*** SUPPLIED PASSAGE ***
Feed the Birds
Even before I became truly interested in birds we hung feeders, hoping to attract them. At one home we had a large crab apple tree in our yard, much more popular than anything else we could provide. It was always interesting to watch birds gorge on the sour fruit, more particularly after it had begun to ferment. As unkind as it may sound it was entertaining to watch robins and waxwings attempt to fly that would have been arrested if they had been caught driving. At our next home we enjoyed an almost daily parade of northern cardinals and blue jays to and from our offerings of peanuts and seeds. One summer a pair of wild mallards nested in our front yard, although we were none too close to the river. They were remarkably habituated for wild animals. Every morning they would half-waddle, half-fly up our steps and peck on the front door, quacking for handouts of bread. Despite their charm and persistence the neighborhood raccoons eventually forced them away.
Although our present home is wonderfully near a national forest our yard is woefully bleak as far as avian habitat goes. Still, we fill and hang the feeders and the birds come, sometimes in remarkable numbers and with unexpected variety. One benefit of this openness is it permits us to observe birds and behaviors we would otherwise never see. However, humans are not the only ones to take advantage of this opportunity. Sharp-shinned hawks and Cooper’s hawks nest a few hundred yards from our home and remain in the area year round. They know our yard well. During the summer, when the scrub oak forests are filled with warblers, vireos, and grosbeaks, these raptors seldom visit. But during the hungry months we see them often, sometimes daily, perched in neighboring trees, watching, patiently watching.
And commonly more than watching. The hawks are not always successful in their attempts but often enough. They frequently fly to the fence to enjoy their meal, sometimes still squirming in their fierce talons. It is, at the same time, fascinating and macabre to watch them dine. They tear the feathers from their prey with sweeping movements of their bills. Other than that, almost nothing goes to waste. Beaks, bones, blood, tiny legs, guts, it all disappears, into the fearsome maw. The process is as quick as it is efficient. Fifteen minutes for a goldfinch or pine siskin, perhaps a bit more for larger prey. And every time, as I watch this I marvel, as what was – just moments before – a living, breathing, creature becomes a part of another living, breathing creature, the smaller bird subsumed by the larger. When the raptor finally finishes and flies lazily away I sometimes wander out to pay my respects. A few feathers on the ground, perhaps a drop of blood on the fence post, the only reminders of the life that was.
*** End of SUPPLIED PASSAGE ***
*** SUPPLIED INFORMATION ***
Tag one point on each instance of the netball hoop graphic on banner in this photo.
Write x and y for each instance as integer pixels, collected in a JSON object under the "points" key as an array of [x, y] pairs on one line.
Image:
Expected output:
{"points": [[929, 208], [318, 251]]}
*** End of SUPPLIED INFORMATION ***
LIST OF TASKS
1) In the bird-feeding essay, what eventually forced the nesting mallards away?
2) Duplicate the bird-feeding essay's wording from "Although our present" up to and including "watching, patiently watching.".

TASK-BY-TASK ANSWERS
1) The neighborhood raccoons

2)
Although our present home is wonderfully near a national forest our yard is woefully bleak as far as avian habitat goes. Still, we fill and hang the feeders and the birds come, sometimes in remarkable numbers and with unexpected variety. One benefit of this openness is it permits us to observe birds and behaviors we would otherwise never see. However, humans are not the only ones to take advantage of this opportunity. Sharp-shinned hawks and Cooper’s hawks nest a few hundred yards from our home and remain in the area year round. They know our yard well. During the summer, when the scrub oak forests are filled with warblers, vireos, and grosbeaks, these raptors seldom visit. But during the hungry months we see them often, sometimes daily, perched in neighboring trees, watching, patiently watching.